Provided text:
* Begin *

On several recent occasions, the Inter-American Court on Human Rights (Court) has addressed the practice of forced disappearance in light of the standards established in the American Convention on Human Rights (Convention). In Velásquez Rodriguez, its most important decision to date, the Court stated, "The forced disappearance of human beings is a multiple and continuous violation of many rights under the Convention that the States Parties are obliged to respect and guarantee." Some of the rights affected by this multiple violation, according to the Court, are the rights to life, to humane treatment, to personal liberty, and to the necessary fair trial guarantees when brought before a judge. This list of rights reflects similar language in the UN Declaration on the Protection of Persons from Enforced Disappearances and the Inter-American Convention on Forced Disappearance of Persons.

On December 8, 1995, the Court issued a decision in Caballero Delgado and Santana, the first case ever decided by that body against Colombia. The case involved the disappearance on February 7, 1989, of Isidro Caballero Delgado and Maria del Carmen Santana at the hands of the Colombian military and a paramilitary group. Both victims were linked to the M-19 guerrilla group. Several witnesses were able to learn about their detention by the military and their subsequent mistreatment. Judicial efforts to determine their whereabouts, establish the criminal responsibility of the perpetrators, and seek compensation were ineffective.

* End *

Task instructions:
a – From the text on forced disappearance, extract the passage that begins at "On December 8, 1995, the" and stops after "compensation were ineffective.".
b – Render this sentence from the text on forced disappearance into Spanish: "Both victims were linked to the M-19 guerrilla group."

Named object pointing listing:
* Begin *

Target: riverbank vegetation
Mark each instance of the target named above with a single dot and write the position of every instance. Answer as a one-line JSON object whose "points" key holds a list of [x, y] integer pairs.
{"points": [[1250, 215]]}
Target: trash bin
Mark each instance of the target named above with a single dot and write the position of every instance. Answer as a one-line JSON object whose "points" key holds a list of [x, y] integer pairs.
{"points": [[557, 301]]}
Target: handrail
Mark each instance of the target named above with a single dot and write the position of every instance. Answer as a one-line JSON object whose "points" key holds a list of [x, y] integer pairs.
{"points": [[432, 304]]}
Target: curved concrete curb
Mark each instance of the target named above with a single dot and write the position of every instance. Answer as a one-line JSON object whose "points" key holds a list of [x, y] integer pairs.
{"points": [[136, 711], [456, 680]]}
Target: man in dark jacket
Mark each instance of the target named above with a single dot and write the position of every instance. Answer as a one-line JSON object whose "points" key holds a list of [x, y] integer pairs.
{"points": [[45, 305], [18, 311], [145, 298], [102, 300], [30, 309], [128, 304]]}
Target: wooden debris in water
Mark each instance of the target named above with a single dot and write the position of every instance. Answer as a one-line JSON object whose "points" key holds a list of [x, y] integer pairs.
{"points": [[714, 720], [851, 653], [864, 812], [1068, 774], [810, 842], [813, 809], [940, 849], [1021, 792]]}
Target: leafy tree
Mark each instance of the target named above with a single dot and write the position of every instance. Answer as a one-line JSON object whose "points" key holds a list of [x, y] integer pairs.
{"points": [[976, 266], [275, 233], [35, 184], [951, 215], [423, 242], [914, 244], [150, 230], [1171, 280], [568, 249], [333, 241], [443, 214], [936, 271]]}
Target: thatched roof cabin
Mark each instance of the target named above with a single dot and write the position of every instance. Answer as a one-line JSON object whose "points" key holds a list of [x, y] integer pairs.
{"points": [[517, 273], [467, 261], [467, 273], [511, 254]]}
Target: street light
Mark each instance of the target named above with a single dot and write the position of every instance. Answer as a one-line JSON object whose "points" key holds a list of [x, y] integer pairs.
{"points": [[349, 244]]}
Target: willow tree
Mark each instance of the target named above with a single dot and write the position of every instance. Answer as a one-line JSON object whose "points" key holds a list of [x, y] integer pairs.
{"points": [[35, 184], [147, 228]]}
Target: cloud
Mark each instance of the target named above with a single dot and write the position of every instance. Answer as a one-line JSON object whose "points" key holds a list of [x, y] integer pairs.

* End *

Responses to the tasks:
a –
On December 8, 1995, the Court issued a decision in Caballero Delgado and Santana, the first case ever decided by that body against Colombia. The case involved the disappearance on February 7, 1989, of Isidro Caballero Delgado and Maria del Carmen Santana at the hands of the Colombian military and a paramilitary group. Both victims were linked to the M-19 guerrilla group. Several witnesses were able to learn about their detention by the military and their subsequent mistreatment. Judicial efforts to determine their whereabouts, establish the criminal responsibility of the perpetrators, and seek compensation were ineffective.

b – Ambas víctimas estaban vinculadas al grupo guerrillero M-19.